- **Text**:
╭──

The Group has met with stakeholders with lived experience, and from key government departments, civil society, community groups and institutions.
In line with the REEG’s Terms of Reference, these meetings are supporting efforts to strengthen the Government’s links with ethnic minority communities and enable constructive dialogue on the Government’s plans to tackle race inequalities.
Asked by: Bell Ribeiro-Addy (Labour - Clapham and Brixton Hill)
Question to the Home Office:
To ask the Secretary of State for the Home Department, whether she has conducted an analysis of the potential impact of the use of stop and search on (a) young people, (b) their immediate family, and (c) in their wider community on (i) the educational attainment, (ii) well-being, and (iii) life chances of children, especially those from racialised backgrounds.
Answered by Sarah Jones - Minister of State (Home Office)
Stop and search is a vital tool for tackling crime, but it must be exercised fairly and lawfully. Using ethnicity as a factor in deciding whether to stop and search someone, except where pursuing a specific description, is unlawful. Code A of the Police and Criminal Evidence Act 1984, referencing the Equality Act 2010, prohibits stops based on physical appearance. Supervision of officers and their use of stop and search powers rests with chief constables.
The Government supports the National Police Chiefs’ Council’s Police Race Action Plan, which promotes an anti-racist culture and commits chief constables to address disproportionality, ensuring decisions are based on evidence, not ethnicity. On stop and search in particular, the plan commits that chief constables will identify and address disproportionality in the use of stop and search, particularly in relation to searches of children.
Police performance is assessed by HMICFRS, which reviews stop and search as part of its inspection framework. Where misconduct is identified, the Independent Office for Police Conduct can impose sanctions, ensuring poor performance is addressed.
Stop and search disproportionately impacts particular ethnic groups, disparity rates have fallen recently. Last year, Black people were 3.8 times more likely to be stopped and searched than White people, 9.7 times in 2018/19. Data is key to tackling disparities, and the Home Office continues to work with forces to improve the collection and accuracy of ethnicity data. I am also aware that stop and search has the potential to impact young people, their families and educational attainment. We continue to monitor research on police powers to inform policy development.
Strip search is one of the most intrusive powers available to the police, and the Government is clear that such searches must only be conducted when absolutely necessary. While there will be circumstances in which such searches are required in order to protect people, prevent harm, or secure evidence, this must be done with full regard for the dignity and welfare of the individual involved, particularly where the individual is a child.
As set out in the Government’s Manifesto, we are committed to introducing new legal safeguards around the strip search of children. We are working closely with policing stakeholders to deliver this commitment.
The Government recognises the importance of transparency in ensuring that police powers, particularly those involving children, are properly used and subject to effective public scrutiny. Data on strip search is published by the Home Office on an annual basis. The latest data can be found here:
Police custody and pre-charge bail, year ending March 2024 - GOV.UK
Stop and search, arrests, and mental health detentions, March 2025 - GOV.UK
We keep this under regular review.
Asked by: Navendu Mishra (Labour - Stockport)

╰──

- **Problems to work on**:
1. In the parliamentary question on stop and search, list the three outcomes for children that the Home Office is asked about.
2. According to the parliamentary answer on stop and search, how many times more likely were Black people than White people to be stopped and searched in 2018/19?
3. Carry on the parliamentary question-and-answer text from the point where it stops.

Items from a data source

╭──

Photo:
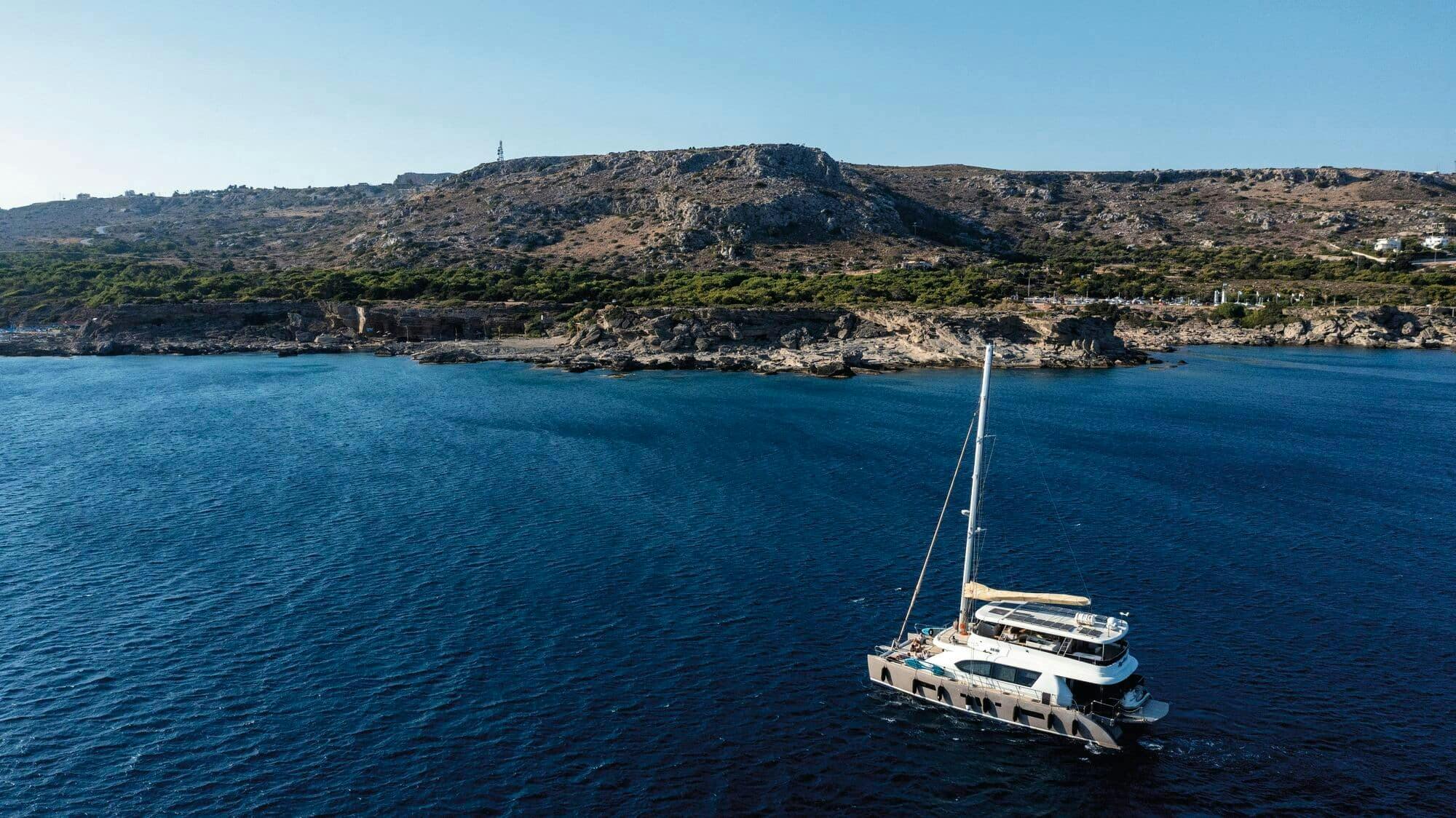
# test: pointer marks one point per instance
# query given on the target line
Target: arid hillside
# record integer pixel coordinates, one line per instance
(761, 207)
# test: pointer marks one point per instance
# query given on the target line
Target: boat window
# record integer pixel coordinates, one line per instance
(1000, 672)
(975, 669)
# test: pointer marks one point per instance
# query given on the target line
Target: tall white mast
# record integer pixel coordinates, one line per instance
(976, 488)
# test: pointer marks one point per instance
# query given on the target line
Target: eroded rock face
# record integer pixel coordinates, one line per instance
(822, 341)
(835, 343)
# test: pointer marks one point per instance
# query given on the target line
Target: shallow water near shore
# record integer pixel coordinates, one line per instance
(350, 584)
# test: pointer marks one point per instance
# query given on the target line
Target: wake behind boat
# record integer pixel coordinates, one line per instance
(1024, 659)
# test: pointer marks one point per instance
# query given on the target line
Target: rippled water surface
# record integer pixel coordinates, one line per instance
(346, 584)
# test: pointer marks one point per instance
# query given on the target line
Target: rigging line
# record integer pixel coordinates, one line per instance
(1064, 526)
(981, 536)
(938, 523)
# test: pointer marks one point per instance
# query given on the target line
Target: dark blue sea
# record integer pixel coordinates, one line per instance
(362, 586)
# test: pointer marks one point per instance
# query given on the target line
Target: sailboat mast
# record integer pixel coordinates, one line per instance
(976, 490)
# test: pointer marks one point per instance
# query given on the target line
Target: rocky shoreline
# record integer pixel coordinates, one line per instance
(826, 343)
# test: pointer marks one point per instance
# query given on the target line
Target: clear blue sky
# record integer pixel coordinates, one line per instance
(161, 97)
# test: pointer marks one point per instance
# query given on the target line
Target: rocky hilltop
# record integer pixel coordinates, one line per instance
(775, 207)
(829, 343)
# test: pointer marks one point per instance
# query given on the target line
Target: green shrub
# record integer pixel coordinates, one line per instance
(1269, 315)
(1227, 311)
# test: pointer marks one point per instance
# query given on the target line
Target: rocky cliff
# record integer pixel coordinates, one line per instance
(775, 207)
(804, 340)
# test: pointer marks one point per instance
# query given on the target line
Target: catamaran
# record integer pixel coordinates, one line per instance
(1023, 659)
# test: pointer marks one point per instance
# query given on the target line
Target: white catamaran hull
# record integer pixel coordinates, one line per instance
(1002, 707)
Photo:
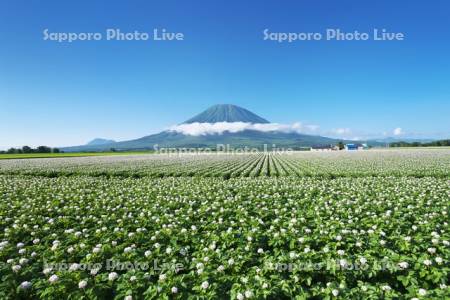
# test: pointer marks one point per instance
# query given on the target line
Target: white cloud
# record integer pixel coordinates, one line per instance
(398, 131)
(197, 129)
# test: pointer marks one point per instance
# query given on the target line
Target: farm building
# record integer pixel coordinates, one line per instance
(322, 148)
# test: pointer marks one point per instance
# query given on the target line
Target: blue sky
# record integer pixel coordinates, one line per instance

╰──

- **Answers for the tasks**:
1. Educational attainment, well-being, and life chances

2. 9.7 times more likely.

3.
Question to the Ministry of Housing, Communities and Local Government:
To ask the Secretary of State for Housing, Communities and Local Government, what recent assessment his Department has made of trends in levels of (a) Hinduphobia and (b) anti-Hindu sentiment.
Answered by Miatta Fahnbulleh - Parliamentary Under-Secretary (Housing, Communities and Local Government)
There was a 3% increase in police recorded religious hate crime in the year ending March 2025. Of the total number of religiously motivated hate crimes, 2% targeted Hindus (a total of 182 hate crimes).
We are committed to protecting the right of individuals to freely practise their religion and we will not tolerate anti-Hindu hatred in any form. No one should ever be a victim of hatred because of their race or religion, and the Government continues to work with police and community partners to monitor and combat this.
The Government also recognises that Hindus can experience anti-Muslim hate, and that the misidentification of Hindus as Muslims can compound the burden of religious hatred and discrimination faced by Hindus.
Asked by: Preet Kaur Gill (Labour (Co-op) - Birmingham Edgbaston)
Question to the Home Office:
To ask the Secretary of State for the Home Department, what the findings were of the research undertaken by her Department in 2024 on tackling anti-Sikh hate.
Answered by Sarah Jones - Minister of State (Home Office)
This Government is determined to tackle all forms of hate crime, including those targeting the Sikh community. No one should ever be a victim of hatred because of their race or religion, and the Government continues to work with police and community partners to monitor and combat this.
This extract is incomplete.